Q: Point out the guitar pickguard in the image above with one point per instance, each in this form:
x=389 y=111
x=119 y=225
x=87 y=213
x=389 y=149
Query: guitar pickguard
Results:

▶ [EXERCISE BRIEF]:
Rewrite the rows above, replacing every occurrence of "guitar pickguard" with "guitar scratchplate" and leaving everything else unchanged.

▶ [RESPONSE TO THIS TASK]:
Q: Point out the guitar scratchplate in the image above with one point per instance, each in this form:
x=389 y=111
x=119 y=225
x=87 y=213
x=389 y=149
Query: guitar scratchplate
Results:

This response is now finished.